**Problem description:** Rewrite all of the items below with every "Isolate" changed to "Outline" and nothing else altered.
-- START OF Exercise materials --
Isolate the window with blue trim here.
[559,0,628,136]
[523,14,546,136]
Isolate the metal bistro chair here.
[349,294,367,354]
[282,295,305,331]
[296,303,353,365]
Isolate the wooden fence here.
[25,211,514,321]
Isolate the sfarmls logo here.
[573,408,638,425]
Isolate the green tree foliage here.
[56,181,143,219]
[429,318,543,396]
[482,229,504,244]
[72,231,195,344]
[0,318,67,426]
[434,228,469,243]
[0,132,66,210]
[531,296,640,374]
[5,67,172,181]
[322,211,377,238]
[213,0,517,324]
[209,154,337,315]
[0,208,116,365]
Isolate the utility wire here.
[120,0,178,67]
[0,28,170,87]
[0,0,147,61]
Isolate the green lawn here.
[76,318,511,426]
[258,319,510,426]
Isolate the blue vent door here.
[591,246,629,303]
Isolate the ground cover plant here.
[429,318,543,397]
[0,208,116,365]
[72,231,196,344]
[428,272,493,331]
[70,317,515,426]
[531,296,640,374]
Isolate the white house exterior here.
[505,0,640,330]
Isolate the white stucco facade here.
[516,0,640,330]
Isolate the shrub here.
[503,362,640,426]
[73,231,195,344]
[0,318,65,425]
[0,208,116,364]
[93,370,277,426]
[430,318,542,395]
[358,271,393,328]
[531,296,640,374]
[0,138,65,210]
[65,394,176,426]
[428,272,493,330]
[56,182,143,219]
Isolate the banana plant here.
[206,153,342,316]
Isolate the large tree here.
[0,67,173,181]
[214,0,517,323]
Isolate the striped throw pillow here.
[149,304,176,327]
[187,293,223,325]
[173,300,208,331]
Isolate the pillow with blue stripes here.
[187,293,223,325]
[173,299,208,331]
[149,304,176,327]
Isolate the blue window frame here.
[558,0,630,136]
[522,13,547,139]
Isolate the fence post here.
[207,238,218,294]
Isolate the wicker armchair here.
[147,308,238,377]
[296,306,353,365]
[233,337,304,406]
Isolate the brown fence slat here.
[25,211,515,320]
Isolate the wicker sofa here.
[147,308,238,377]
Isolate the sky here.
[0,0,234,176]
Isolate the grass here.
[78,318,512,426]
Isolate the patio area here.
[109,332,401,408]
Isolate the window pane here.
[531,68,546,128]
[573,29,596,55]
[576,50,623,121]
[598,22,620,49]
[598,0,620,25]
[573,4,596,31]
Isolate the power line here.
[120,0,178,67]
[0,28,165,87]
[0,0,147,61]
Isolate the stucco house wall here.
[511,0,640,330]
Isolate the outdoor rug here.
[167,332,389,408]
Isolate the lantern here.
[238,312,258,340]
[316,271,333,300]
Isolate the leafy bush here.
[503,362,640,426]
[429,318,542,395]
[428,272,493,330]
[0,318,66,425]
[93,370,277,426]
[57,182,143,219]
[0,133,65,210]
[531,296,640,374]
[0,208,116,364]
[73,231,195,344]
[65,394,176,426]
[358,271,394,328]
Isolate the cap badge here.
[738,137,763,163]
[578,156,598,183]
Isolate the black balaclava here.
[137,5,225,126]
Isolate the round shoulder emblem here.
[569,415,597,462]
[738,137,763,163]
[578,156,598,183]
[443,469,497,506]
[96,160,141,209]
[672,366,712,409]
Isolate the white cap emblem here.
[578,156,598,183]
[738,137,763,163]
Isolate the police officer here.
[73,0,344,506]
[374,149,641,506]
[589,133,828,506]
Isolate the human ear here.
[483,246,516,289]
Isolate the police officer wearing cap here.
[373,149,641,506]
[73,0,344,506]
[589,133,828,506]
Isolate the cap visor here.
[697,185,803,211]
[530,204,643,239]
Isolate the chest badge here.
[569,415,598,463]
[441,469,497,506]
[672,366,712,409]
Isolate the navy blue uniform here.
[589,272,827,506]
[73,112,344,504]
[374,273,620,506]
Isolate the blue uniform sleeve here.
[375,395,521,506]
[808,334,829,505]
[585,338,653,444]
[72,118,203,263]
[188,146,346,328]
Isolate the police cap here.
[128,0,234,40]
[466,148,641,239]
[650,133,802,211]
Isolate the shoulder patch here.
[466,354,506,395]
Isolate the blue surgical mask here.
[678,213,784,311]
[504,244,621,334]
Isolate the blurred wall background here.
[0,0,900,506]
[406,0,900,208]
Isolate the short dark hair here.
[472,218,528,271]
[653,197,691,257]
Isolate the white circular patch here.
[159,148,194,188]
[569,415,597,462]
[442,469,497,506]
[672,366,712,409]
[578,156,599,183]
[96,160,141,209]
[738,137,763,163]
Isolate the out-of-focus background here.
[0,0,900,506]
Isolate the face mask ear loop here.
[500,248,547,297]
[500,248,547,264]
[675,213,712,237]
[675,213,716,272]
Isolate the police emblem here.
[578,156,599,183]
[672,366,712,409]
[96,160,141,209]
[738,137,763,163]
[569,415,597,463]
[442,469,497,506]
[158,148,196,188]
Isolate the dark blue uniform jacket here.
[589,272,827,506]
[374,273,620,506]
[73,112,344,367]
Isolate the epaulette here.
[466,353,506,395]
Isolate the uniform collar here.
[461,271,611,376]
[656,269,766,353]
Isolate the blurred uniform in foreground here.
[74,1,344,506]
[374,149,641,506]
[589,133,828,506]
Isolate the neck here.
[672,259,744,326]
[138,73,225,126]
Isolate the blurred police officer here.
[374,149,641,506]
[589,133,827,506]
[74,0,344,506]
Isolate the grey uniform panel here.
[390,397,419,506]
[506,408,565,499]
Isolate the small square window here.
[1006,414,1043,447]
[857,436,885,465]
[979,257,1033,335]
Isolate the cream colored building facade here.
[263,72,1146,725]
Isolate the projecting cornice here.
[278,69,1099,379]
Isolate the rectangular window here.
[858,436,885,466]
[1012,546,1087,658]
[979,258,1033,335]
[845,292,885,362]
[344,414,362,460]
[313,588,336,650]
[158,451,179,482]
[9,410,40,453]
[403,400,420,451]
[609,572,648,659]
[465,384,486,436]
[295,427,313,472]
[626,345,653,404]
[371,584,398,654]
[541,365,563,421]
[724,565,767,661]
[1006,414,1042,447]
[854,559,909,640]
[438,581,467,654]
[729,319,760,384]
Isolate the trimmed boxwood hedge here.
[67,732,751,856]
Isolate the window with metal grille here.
-- END OF Exercise materials --
**Response:**
Outline the window with blue trim here.
[559,0,628,136]
[523,14,546,136]
Outline the metal bistro chair here.
[349,294,367,354]
[282,295,305,331]
[296,303,353,365]
Outline the wooden fence here.
[25,211,514,321]
Outline the sfarmls logo here.
[573,408,638,425]
Outline the green tree foliage here.
[56,181,143,219]
[429,318,543,396]
[482,229,504,244]
[72,231,195,344]
[0,318,67,426]
[434,228,469,243]
[0,132,66,210]
[531,296,640,374]
[5,67,172,181]
[322,211,377,238]
[213,0,517,324]
[209,154,337,315]
[0,208,116,365]
Outline the utility wire here.
[120,0,178,67]
[0,28,170,87]
[0,0,147,61]
Outline the green lawn here.
[76,318,511,426]
[258,319,510,426]
Outline the blue vent door here.
[591,246,629,303]
Outline the ground cover plant here.
[429,318,543,397]
[0,208,116,365]
[72,231,196,344]
[428,272,493,331]
[70,317,515,426]
[531,296,640,374]
Outline the white house exterior here.
[505,0,640,330]
Outline the white stucco facade here.
[516,0,640,330]
Outline the shrub here.
[503,362,640,426]
[73,231,195,344]
[0,318,65,425]
[0,208,116,364]
[93,370,277,426]
[430,318,542,395]
[358,271,393,328]
[531,296,640,374]
[0,138,65,210]
[65,394,176,426]
[428,272,493,330]
[56,182,143,219]
Outline the banana plant here.
[206,153,342,316]
Outline the large tree here.
[0,67,173,181]
[214,0,517,323]
Outline the striped throw pillow here.
[149,304,176,327]
[187,293,223,325]
[173,300,208,331]
Outline the pillow with blue stripes here.
[187,293,223,325]
[173,299,208,331]
[149,304,176,327]
Outline the blue window frame here.
[558,0,630,136]
[522,13,547,139]
Outline the fence post here.
[207,238,218,294]
Outline the wicker armchair here.
[147,308,238,377]
[296,306,353,365]
[233,337,304,406]
Outline the brown fence slat here.
[25,211,515,320]
Outline the wicker sofa here.
[147,308,238,377]
Outline the sky here.
[0,0,234,176]
Outline the grass here.
[78,318,512,426]
Outline the patio area here.
[109,332,401,408]
Outline the window pane here.
[531,68,546,128]
[573,29,596,55]
[576,50,623,121]
[598,22,620,49]
[598,0,620,25]
[573,4,596,31]
Outline the power line here.
[120,0,178,67]
[0,28,165,87]
[0,0,147,61]
Outline the stucco house wall here.
[511,0,640,330]
Outline the outdoor rug here.
[167,332,389,408]
Outline the lantern here.
[238,312,258,340]
[316,271,333,300]
Outline the leafy bush here.
[503,362,640,426]
[429,318,542,395]
[428,272,493,330]
[0,318,66,425]
[93,370,277,426]
[57,182,143,219]
[0,133,65,210]
[531,296,640,374]
[0,208,116,364]
[73,231,195,344]
[65,394,176,426]
[358,271,394,328]
Outline the cap badge here.
[738,137,763,163]
[578,156,598,183]
Outline the black balaclava here.
[137,5,225,126]
Outline the round shoulder emblem here.
[569,415,597,462]
[738,137,763,163]
[578,156,598,183]
[443,469,497,506]
[96,160,141,209]
[672,366,712,409]
Outline the white cap emblem here.
[578,156,598,183]
[738,137,763,163]
Outline the police officer here.
[73,0,344,506]
[374,149,641,506]
[589,133,828,506]
Outline the human ear here.
[483,246,516,289]
Outline the police officer wearing cap here.
[373,149,641,506]
[73,0,344,506]
[589,133,828,506]
Outline the cap visor here.
[697,185,803,211]
[530,204,643,239]
Outline the chest badge here.
[569,415,598,463]
[441,469,497,506]
[672,366,712,409]
Outline the navy blue uniform here.
[589,272,827,506]
[73,112,344,504]
[374,273,620,506]
Outline the blue uniform sleeve here.
[375,395,521,506]
[808,334,829,505]
[585,338,653,444]
[72,118,203,263]
[188,146,346,328]
Outline the police cap here.
[128,0,234,40]
[466,148,641,239]
[650,133,802,211]
Outline the shoulder patch here.
[466,354,506,395]
Outline the blue surgical mask here.
[678,213,784,311]
[504,244,621,334]
Outline the blurred wall background here.
[0,0,900,506]
[406,0,900,208]
Outline the short dark hair here.
[472,218,528,271]
[653,197,691,257]
Outline the white circular patch here.
[159,148,194,188]
[569,415,597,462]
[442,469,497,506]
[672,366,712,409]
[578,156,599,183]
[96,160,141,209]
[738,137,763,163]
Outline the out-of-focus background here.
[0,0,900,506]
Outline the face mask ear loop here.
[500,248,547,297]
[500,248,547,264]
[675,213,712,237]
[675,213,716,272]
Outline the police emblem here.
[578,156,599,183]
[672,366,712,409]
[96,160,141,209]
[738,137,763,163]
[569,415,597,463]
[442,469,497,506]
[158,148,196,188]
Outline the dark blue uniform jacket here.
[589,272,827,506]
[374,273,620,506]
[73,112,344,367]
Outline the epaulette here.
[466,353,506,395]
Outline the uniform collar here.
[461,271,611,376]
[656,269,766,353]
Outline the blurred uniform in foreground here.
[74,1,344,506]
[374,149,641,506]
[589,133,828,506]
Outline the neck here.
[672,259,744,326]
[138,73,225,126]
Outline the blurred police officer here.
[374,149,641,506]
[589,133,827,506]
[74,0,344,506]
Outline the grey uniform panel here.
[390,397,419,506]
[506,408,565,499]
Outline the small square window here.
[1006,414,1043,447]
[857,436,885,465]
[979,257,1033,335]
Outline the cream colored building facade here.
[263,72,1146,725]
Outline the projecting cornice here.
[278,69,1099,379]
Outline the rectangular window here.
[858,436,885,466]
[1012,546,1087,658]
[979,258,1033,335]
[845,292,885,362]
[344,414,362,460]
[313,588,336,650]
[158,451,179,482]
[9,410,40,453]
[403,400,420,451]
[609,572,648,659]
[465,384,486,436]
[295,427,313,472]
[626,345,653,404]
[371,584,398,654]
[541,365,563,421]
[724,565,767,661]
[1006,414,1042,447]
[854,559,909,640]
[438,581,467,654]
[729,319,760,384]
Outline the trimmed boxwood hedge here.
[67,732,751,856]
Outline the window with metal grille here.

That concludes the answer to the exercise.